*** Provided information ***
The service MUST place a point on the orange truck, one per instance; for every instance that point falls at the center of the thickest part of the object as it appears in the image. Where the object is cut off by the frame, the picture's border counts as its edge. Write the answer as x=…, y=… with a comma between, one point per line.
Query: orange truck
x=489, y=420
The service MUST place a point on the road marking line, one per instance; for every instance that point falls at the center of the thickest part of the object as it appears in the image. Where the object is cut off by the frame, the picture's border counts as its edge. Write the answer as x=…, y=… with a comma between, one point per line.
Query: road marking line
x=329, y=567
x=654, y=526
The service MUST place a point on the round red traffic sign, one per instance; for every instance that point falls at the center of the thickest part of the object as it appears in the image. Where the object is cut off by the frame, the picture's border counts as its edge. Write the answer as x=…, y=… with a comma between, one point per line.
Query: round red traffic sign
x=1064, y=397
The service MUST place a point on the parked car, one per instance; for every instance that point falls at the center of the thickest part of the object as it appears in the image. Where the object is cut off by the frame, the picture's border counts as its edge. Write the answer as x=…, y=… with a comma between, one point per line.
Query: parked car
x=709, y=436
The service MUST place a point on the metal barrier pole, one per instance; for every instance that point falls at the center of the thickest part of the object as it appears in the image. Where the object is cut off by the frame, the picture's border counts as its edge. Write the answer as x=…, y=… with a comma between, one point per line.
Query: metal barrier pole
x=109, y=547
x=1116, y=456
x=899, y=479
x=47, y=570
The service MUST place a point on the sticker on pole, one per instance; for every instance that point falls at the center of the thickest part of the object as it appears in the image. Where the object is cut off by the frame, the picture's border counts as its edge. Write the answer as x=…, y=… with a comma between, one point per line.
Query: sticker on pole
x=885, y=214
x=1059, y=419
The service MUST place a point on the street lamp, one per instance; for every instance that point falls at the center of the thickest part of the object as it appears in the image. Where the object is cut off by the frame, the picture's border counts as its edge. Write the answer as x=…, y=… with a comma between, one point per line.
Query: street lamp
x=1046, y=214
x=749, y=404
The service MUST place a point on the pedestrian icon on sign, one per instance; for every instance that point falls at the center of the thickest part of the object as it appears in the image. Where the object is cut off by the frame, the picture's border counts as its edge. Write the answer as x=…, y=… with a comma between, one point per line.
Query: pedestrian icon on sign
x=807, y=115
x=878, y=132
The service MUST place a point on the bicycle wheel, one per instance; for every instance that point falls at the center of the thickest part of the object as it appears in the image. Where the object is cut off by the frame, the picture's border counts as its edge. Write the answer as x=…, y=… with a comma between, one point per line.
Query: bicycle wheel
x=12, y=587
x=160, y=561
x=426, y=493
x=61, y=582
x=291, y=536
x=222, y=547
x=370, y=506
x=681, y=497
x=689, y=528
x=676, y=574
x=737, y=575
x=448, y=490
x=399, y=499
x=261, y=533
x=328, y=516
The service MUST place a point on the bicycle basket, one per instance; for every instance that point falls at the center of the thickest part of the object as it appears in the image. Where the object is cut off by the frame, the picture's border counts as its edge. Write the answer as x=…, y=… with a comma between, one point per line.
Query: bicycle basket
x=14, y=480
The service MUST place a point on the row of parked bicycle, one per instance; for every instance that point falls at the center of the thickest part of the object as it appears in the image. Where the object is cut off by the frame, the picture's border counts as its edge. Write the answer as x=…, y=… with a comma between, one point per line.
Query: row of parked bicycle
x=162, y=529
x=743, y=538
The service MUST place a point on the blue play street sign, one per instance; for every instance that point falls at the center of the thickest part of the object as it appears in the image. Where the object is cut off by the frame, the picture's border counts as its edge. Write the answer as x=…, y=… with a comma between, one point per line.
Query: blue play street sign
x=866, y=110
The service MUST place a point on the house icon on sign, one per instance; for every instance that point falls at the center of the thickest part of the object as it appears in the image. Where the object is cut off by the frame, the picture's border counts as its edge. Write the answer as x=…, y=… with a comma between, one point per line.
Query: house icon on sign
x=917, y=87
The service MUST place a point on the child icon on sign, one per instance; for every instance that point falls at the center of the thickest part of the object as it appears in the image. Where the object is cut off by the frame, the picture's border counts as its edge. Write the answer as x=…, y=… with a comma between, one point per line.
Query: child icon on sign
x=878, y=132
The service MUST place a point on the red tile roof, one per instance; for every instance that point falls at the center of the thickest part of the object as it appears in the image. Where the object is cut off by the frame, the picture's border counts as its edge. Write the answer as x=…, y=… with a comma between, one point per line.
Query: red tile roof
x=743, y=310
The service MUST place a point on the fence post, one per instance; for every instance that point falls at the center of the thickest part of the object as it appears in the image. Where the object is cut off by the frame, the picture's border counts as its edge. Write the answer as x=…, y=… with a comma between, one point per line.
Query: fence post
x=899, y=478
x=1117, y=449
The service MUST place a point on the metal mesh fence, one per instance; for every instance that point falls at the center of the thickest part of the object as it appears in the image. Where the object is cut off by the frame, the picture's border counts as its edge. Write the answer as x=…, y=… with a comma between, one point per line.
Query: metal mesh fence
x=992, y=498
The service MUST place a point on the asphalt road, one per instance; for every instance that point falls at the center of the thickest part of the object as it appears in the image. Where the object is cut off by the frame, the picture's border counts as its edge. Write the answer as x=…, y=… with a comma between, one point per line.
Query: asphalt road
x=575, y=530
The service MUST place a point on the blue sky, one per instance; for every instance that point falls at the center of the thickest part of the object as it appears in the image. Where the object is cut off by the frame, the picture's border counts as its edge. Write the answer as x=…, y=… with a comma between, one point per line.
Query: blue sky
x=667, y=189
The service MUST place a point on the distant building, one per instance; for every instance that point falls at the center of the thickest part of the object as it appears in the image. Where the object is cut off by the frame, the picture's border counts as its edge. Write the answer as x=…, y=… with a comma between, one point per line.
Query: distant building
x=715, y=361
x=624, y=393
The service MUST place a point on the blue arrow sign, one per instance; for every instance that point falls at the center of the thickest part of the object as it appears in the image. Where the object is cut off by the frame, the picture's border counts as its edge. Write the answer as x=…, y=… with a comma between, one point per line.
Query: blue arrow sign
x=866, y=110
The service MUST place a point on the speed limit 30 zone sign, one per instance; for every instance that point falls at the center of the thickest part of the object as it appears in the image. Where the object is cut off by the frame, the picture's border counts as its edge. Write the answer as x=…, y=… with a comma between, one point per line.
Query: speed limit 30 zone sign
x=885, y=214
***
What the task asks
Copy the whole listing, word for word.

Task answer
The service MUST place a point on the orange truck, one per instance; for every instance that point falls at the center of the thickest part of the object as it appears in the image. Where the object is cut off by the frame, the picture's border counts as its edge. Write the answer as x=…, y=… with a comma between, one point per line.
Query: orange truck
x=489, y=420
The service MUST place a point on the road marking line, one per instance; for every instance that point falls at the center of the thickest part of the object as it appears in the image. Where the object is cut off by the frame, the picture's border counts as its edge. Write the answer as x=…, y=… with a comma between, one point per line.
Query: road marking line
x=329, y=567
x=654, y=526
The service MUST place a point on the round red traffic sign, one per instance; for every instance that point falls at the center of the thickest part of the object as it appears in the image. Where the object is cut off by the frame, the picture's border counts as its edge. Write the answer as x=…, y=… with a comma between, one point per line.
Query: round red traffic sign
x=1064, y=397
The service MUST place a point on the parked car, one per instance; for every instance that point falls at the center of the thickest part of the object as it appears in the image. Where the object is cut off by the frame, the picture's border counts as its edge. Write the answer as x=…, y=… with a comma between, one point per line.
Query: parked car
x=709, y=436
The service MUST place a point on the metal barrier pole, one per instance; for every instance that point falls at the center of the thickest part of the object as it appears in the image. Where the object is cut off by the frame, the picture's border counts as its edge. Write the answer as x=…, y=… with a comma between, one point per line.
Query: metal barrier pole
x=109, y=547
x=1116, y=456
x=899, y=479
x=47, y=570
The service MUST place a point on the sticker on pole, one per instance; for every instance that point falls at the center of the thickest part of the object as it appears in the image. Where the object is cut off by the frame, the picture's border counts as its edge. Write the answer as x=…, y=… with a comma between, one point per line.
Query: sticker on pole
x=885, y=214
x=1059, y=419
The service MUST place a point on the street lamp, one per instance; for every instance that point falls at the center of the thickest part of the object as it appears in the image. Where the object is cut off by the frame, the picture's border counts as its edge. Write the answer as x=…, y=… with a comma between, one point per line.
Query: street lamp
x=1046, y=214
x=749, y=404
The service MUST place a point on the pedestrian icon on sign, one per instance; for every instance that point falls at the center of the thickest part of the object as it appears in the image. Where the object is cut off by the frame, the picture's border counts as its edge. Write the answer as x=…, y=… with a comma between, one point per line.
Query: pedestrian icon on sign
x=807, y=115
x=878, y=132
The service MUST place a point on the bicycle wheel, one per instance; for every instance that point falls at the center of the thickest part of the object as it appears in the image. Where the object is cut off by the frame, the picture's border counts as its edge. Write the answer as x=…, y=… with a comma between, one point per line.
Query: bicycle wheel
x=12, y=587
x=160, y=561
x=426, y=493
x=61, y=582
x=291, y=536
x=222, y=547
x=370, y=506
x=681, y=497
x=689, y=528
x=676, y=574
x=737, y=575
x=448, y=490
x=399, y=499
x=261, y=533
x=328, y=516
The service MUST place a point on the bicycle basket, one per instance; for every instance that point falls at the center of the thickest part of the object as it appears in the image. Where the object is cut off by the frame, the picture's border counts as its edge. Write the answer as x=…, y=… with a comma between, one point per line.
Query: bicycle basket
x=14, y=480
The service MUST place a point on the row of parked bicycle, one per instance; for every instance that point falls at the center of the thickest part of the object as it appears in the image. Where the object is cut off by the frame, the picture's border counts as its edge. Write the answer as x=…, y=… with a comma between, one point per line.
Query: row of parked bicycle
x=162, y=529
x=743, y=538
The service MUST place a point on the blue play street sign, one per instance; for every instance that point falls at the center of the thickest part of the object as it appears in the image. Where the object is cut off by the frame, the picture's border counts as its edge. Write the answer as x=…, y=… with a comma between, one point per line.
Query: blue play street sign
x=866, y=110
The service MUST place a point on the house icon on sign, one per instance; for every instance that point falls at the center of the thickest part of the object as it appears in the image. Where the object is cut off by the frame, the picture's border counts as its edge. Write the answer as x=…, y=… with a comma between, one point per line.
Query: house icon on sign
x=917, y=87
The service MUST place a point on the child icon on sign, one per instance; for every instance that point falls at the center of the thickest part of the object as it appears in the image. Where the object is cut off by the frame, the picture's border counts as its edge. Write the answer as x=…, y=… with a comma between, one point per line.
Query: child icon on sign
x=878, y=132
The service MUST place a point on the red tile roof, one per instance; for every instance that point falls at the center of the thickest part of the object as it appears in the image. Where the object is cut off by the frame, the picture's border counts as its edge. Write the answer as x=…, y=… with a comma between, one point per line.
Query: red tile roof
x=743, y=310
The service MUST place a point on the fence post, one per instance; for every instance that point falls at the center of the thickest part of the object as it appears in the image. Where the object is cut off by the frame, the picture's border counts as its edge. Write the answer as x=…, y=… with a comma between, one point per line.
Query: fence post
x=899, y=478
x=1117, y=449
The service MUST place a point on the metal mesh fence, one per instance; for every instance that point falls at the center of the thickest part of the object as it appears in the image. Where the object is cut off by the frame, the picture's border counts as its edge. Write the answer as x=…, y=… with a comma between, one point per line.
Query: metal mesh fence
x=992, y=498
The service MUST place a point on the asphalt road, one per instance; for every instance that point falls at the center of the thickest part of the object as it appears in the image. Where the object is cut off by the frame, the picture's border counts as its edge. Write the answer as x=…, y=… with a comma between, one point per line.
Query: asphalt road
x=575, y=530
The service MUST place a point on the blue sky, one per instance; for every instance that point falls at the center of the thickest part of the object as it appears in the image. Where the object is cut off by the frame, the picture's border counts as its edge. Write the answer as x=…, y=… with a comma between, one point per line.
Query: blue sky
x=667, y=189
The service MUST place a point on the distant building, one per instance; for every instance that point falls at the center of the thickest part of the object as it appears in the image. Where the object is cut off by the frame, the picture's border counts as its edge. Write the answer as x=…, y=… with a comma between, one point per line.
Query: distant building
x=715, y=361
x=624, y=393
The service MUST place a point on the blue arrow sign, one per instance; for every instance that point falls at the center of the thickest part of the object as it appears in the image. Where the object is cut off by the frame, the picture's border counts as its edge. Write the answer as x=…, y=… with a comma between, one point per line.
Query: blue arrow sign
x=866, y=110
The service MUST place a point on the speed limit 30 zone sign, one per instance; for every instance that point falls at the center of the thickest part of the object as it appears in the image. Where the object is cut off by the frame, the picture's border counts as its edge. Write the answer as x=…, y=… with a comma between, one point per line.
Query: speed limit 30 zone sign
x=885, y=214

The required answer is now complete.